▶ **EXERCISE**: Copy the passage of the MJ Harvest registration statement from "REGISTRATION STATEMENT UNDER" up to and including "Employer Identification Number)".

▶ **TEXT PROVIDED**:

MJ HARVEST, INC. S-1 | Registration No. 333-234048 |
UNITED STATES
SECURITIES AND EXCHANGE COMMISSION
Washington, D.C. 20549
Form S-1
(Amendment No. 2)
REGISTRATION STATEMENT UNDER THE SECURITIES ACT OF 1933
MJ HARVEST, INC.
(Exact name of registrant as specified in its charter)
Nevada
(State or other jurisdiction of incorporation or organization)
5090
(Primary Standard Industrial Classification Code Number)
82-3400471
(I.R.S. Employer Identification Number)
9205 West Russell Road, Suite 240, Las Vegas, NV 8913
954-519-3115
(Address, including zip code, and telephone number, including area code, of registrant’s principal executive offices)
CT Corporation System
701 S. Carson Street, Suite 200
Carson City, NV 89701
888-724-9870
(Name, address, including zip code, and telephone number, including area code, of agent for service)
COPIES TO:
Gary R. Henrie, Esq.
General Delivery
Alpine, Wyoming 83128
307-200-9415
From time to time after this registration statement becomes effective.
(Approximate date of commencement of proposed sale to the public)
If any of the securities being registered on this Form are to be offered on a delayed or continuous basis pursuant to Rule 415 under the Securities Act of 1933, check the following box.☒
If this Form is filed to register additional securities for an offering pursuant to Rule 462(b) under the Securities Act, please check the following box and list the Securities Act registration statement number of the earlier effective registration statement for the same offering.☐
If this Form is a post-effective amendment filed pursuant to Rule 462(c) under the Securities Act, check the following box and list the Securities Act registration statement number of the earlier effective registration statement for the same offering.☐
If this Form is a post-effective amendment filed pursuant to Rule 462(d) under the Securities Act, check the following box and list the Securities Act registration statement number of the earlier effective registration statement for the same offering.☐
Indicate by check mark whether the registrant is a large accelerated filer, an accelerated filer, a non-accelerated filer, a smaller reporting company, or an emerging growth company. See definitions of “large accelerated filer,” “accelerated filer,” “smaller reporting company,” and “emerging growth company” in Rule 12b-2 of the Exchange Act.

(Dataset rows)
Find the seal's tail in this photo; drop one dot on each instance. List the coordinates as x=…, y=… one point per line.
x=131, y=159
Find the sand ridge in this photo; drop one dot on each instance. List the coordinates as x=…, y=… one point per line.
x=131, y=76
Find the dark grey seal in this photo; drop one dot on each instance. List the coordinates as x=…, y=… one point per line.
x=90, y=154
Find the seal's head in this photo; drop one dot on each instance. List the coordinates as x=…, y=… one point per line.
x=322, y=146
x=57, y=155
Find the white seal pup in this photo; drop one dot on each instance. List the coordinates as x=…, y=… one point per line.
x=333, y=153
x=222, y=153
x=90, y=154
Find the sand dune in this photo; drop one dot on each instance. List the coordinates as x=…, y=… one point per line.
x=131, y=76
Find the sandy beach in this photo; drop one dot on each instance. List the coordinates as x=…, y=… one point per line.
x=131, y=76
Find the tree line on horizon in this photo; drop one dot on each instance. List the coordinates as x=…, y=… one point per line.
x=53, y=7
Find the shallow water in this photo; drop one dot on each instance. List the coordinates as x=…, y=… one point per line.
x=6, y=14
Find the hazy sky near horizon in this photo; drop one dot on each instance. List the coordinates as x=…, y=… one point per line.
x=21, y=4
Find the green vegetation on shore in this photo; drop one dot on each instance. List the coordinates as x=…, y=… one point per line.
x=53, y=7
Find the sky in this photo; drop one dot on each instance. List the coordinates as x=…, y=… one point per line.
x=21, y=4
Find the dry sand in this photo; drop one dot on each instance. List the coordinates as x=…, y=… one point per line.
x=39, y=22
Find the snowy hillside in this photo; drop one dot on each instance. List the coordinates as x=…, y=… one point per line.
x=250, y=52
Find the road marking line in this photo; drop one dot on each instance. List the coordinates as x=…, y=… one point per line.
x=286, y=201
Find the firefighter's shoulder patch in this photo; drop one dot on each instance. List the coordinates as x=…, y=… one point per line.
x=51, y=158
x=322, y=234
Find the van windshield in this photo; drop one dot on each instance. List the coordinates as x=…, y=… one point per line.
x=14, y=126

▶ **ANSWER BELOW**:
REGISTRATION STATEMENT UNDER THE SECURITIES ACT OF 1933
MJ HARVEST, INC.
(Exact name of registrant as specified in its charter)
Nevada
(State or other jurisdiction of incorporation or organization)
5090
(Primary Standard Industrial Classification Code Number)
82-3400471
(I.R.S. Employer Identification Number)